• TASK BRIEF: Each entry below is to be copied verbatim, with no line missing.

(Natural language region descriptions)
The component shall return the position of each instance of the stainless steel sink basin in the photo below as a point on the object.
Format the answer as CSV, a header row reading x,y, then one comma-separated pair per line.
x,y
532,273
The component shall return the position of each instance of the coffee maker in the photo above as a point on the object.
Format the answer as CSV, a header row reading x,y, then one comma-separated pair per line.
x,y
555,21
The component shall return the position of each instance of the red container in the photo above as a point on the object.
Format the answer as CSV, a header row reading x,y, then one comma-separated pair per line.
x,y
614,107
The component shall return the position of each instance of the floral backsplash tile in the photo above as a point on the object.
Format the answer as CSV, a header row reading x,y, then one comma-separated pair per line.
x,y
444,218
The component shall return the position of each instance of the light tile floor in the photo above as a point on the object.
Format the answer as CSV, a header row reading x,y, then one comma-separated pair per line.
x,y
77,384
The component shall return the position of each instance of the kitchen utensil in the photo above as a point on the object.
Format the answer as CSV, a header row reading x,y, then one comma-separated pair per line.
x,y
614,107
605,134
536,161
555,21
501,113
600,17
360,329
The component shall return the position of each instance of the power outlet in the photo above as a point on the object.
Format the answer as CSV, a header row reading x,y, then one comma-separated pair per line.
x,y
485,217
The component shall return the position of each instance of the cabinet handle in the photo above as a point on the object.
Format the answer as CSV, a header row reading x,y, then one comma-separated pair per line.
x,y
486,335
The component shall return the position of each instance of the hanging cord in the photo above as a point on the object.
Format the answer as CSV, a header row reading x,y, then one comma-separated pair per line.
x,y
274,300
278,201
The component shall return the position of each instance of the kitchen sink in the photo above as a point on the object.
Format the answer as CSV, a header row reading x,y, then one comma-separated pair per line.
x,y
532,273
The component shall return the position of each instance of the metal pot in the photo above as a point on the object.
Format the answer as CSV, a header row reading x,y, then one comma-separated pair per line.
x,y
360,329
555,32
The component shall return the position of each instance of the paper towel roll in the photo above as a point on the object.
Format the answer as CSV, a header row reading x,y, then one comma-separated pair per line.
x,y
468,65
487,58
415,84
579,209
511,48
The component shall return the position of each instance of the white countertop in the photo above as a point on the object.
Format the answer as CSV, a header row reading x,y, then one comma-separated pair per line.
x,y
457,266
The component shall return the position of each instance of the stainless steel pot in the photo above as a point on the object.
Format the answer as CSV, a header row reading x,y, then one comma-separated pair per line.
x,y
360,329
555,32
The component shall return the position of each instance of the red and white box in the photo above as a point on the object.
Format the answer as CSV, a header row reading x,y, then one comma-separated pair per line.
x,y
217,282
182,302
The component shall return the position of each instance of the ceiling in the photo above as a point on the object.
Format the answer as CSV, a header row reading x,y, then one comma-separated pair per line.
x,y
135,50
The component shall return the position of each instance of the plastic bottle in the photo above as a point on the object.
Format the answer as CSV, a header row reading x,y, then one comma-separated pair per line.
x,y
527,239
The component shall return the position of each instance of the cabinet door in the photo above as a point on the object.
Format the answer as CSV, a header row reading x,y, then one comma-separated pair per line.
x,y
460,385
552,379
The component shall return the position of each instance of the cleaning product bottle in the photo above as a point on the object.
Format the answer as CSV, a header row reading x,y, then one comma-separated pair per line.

• OUTPUT OF THE TASK:
The component shall return the position of each instance of the stainless steel sink basin in the photo below as a point on the object.
Format the answer as CSV, a header row reading x,y, then one comma-separated pair per line.
x,y
532,273
The component shall return the position of each instance of the coffee maker in the photo above as a point on the object.
Format the answer as CSV, a header row reading x,y, then one comma-separated pair per line.
x,y
555,21
The component shall return the position of each instance of the red container in the photo above as a point on the object.
Format the answer as CSV, a header row reading x,y, then one comma-separated pair per line.
x,y
614,107
The component shall return the position of each instance of the floral backsplash tile in the photo above as a point on the object.
Format the answer as CSV, a header row reading x,y, then one comma-separated pair per line.
x,y
444,218
The component shall return the position of each instance of the light tile floor in the photo above as a point on the object.
Format the answer as CSV, a header row reading x,y, then one comma-separated pair per line.
x,y
77,384
The component shall return the position of each instance of the kitchen utensil in the photo above as a point on the object.
Format the answer as CSV, a header row reading x,y, then one comma-separated pair per line.
x,y
614,107
605,134
536,161
555,21
501,113
600,17
360,329
The component shall return the position of each instance of the power outlet in the photo above as a point on the object.
Format the answer as CSV, a header row reading x,y, then one comma-separated pair per line.
x,y
485,217
The component shall return the position of each instance of the cabinet handle in the photo above as a point on the object.
Format the answer as CSV, a header row reading x,y, then one comma-separated pair per line.
x,y
486,335
The component shall return the position of each instance of the hanging cord in the photo above as a point on the object.
Format the answer as CSV, a header row reading x,y, then one comma-separated pair per line.
x,y
274,300
278,201
The component shall return the position of each instance of the kitchen sink in the photo above as a point on the object.
Format the answer as CSV, a header row reading x,y, then one comma-separated pair per line.
x,y
532,273
The component shall return the position of each instance of the metal pot in the photo above as a point on the object.
Format the answer as CSV, a header row reading x,y, then one comma-separated pair per line.
x,y
360,329
555,32
The component shall return the position of each instance of the paper towel roll in the photo above as a point on the object.
Format the answer as CSV, a header row reading x,y, then one comma-separated pair per line.
x,y
468,65
487,58
415,84
579,209
511,48
The component shall return the position of each instance of the white countertop in the photo above as a point on the object.
Format the answer as CSV, a header row reading x,y, then one comma-separated pair per line.
x,y
457,266
The component shall return the position of each instance of the stainless steel pot in the photo above as a point on the object.
Format the answer as CSV, a header row reading x,y, then one comma-separated pair per line.
x,y
360,329
555,32
The component shall return the position of each instance of the red and white box in the photo above as a point on the object.
Format the answer as CSV, a header row reading x,y, then one comma-separated pair per line.
x,y
217,282
182,302
The component shall return the position of each instance of the ceiling in the photo above as a point on the object.
Format the answer as CSV, a header row reading x,y, then one comma-separated pair per line.
x,y
135,50
The component shall return the position of each instance of the plastic bottle in the photo above as a point on the object.
Format the answer as CSV, a header row reading x,y, then one comma-separated pair per line.
x,y
527,239
The component shall return the position of each instance of the cabinet door in the photo above as a point on the object.
Format the answer as CSV, a header row reading x,y, then one comma-separated pair per line.
x,y
460,385
552,379
The component shall return the position of each instance of the cleaning product bottle in the photo above as a point on the object.
Format the answer as CSV, a header row reading x,y, then one comma-separated pair per line.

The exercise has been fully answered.